▶ **Direction**
Take the line containing "Locate the girl's left" and all lines after it to the end of the records, and output them exactly.

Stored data
********

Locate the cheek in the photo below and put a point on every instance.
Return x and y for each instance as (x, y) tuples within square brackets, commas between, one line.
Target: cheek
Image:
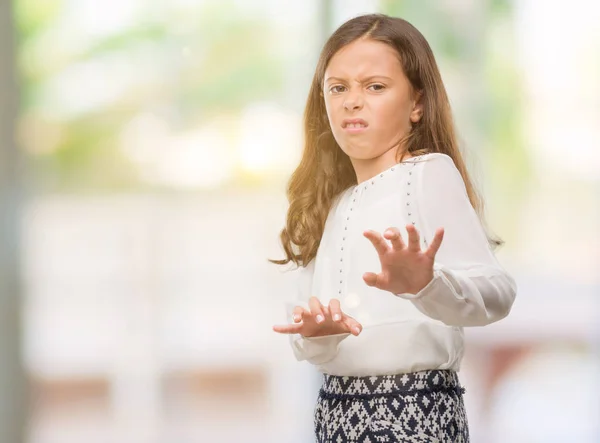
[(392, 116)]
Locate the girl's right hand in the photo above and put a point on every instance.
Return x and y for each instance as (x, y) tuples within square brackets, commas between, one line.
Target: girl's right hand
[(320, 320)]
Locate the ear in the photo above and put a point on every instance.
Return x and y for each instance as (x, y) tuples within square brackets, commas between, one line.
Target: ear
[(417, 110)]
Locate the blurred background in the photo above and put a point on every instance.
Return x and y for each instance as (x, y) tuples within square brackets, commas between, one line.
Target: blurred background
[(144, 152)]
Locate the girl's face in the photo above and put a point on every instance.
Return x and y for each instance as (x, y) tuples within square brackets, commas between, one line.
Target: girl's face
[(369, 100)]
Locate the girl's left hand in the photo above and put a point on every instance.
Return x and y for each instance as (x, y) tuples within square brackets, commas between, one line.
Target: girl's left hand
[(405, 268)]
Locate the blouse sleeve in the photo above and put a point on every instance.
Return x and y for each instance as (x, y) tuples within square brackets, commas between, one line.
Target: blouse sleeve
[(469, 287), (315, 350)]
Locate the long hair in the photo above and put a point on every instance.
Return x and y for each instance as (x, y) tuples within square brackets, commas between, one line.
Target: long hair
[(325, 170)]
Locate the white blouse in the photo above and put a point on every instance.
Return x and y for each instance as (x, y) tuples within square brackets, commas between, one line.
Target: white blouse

********

▶ **Exercise result**
Locate the girl's left hand in the photo above and put a point on every instance.
Return x and y for each instance as (x, y) tuples within square brackets, commas between, one line.
Target: girl's left hand
[(405, 268)]
Locate the blouse sleeve in the photo above and put a point on every instance.
Return x and y for each instance as (x, y) tuples within square brackets, commas between, one line.
Target: blouse sleeve
[(469, 287), (315, 350)]
Locate the long hair in the photo above and put a point on every instance.
Return x and y for each instance as (x, y) tuples within square brackets, commas between, one line.
Target: long hair
[(325, 170)]
Locate the white blouse in the photo above and put a point on every instance.
Return x and y for each instance as (x, y) tuples within square brackets, commas between, one line.
Target: white blouse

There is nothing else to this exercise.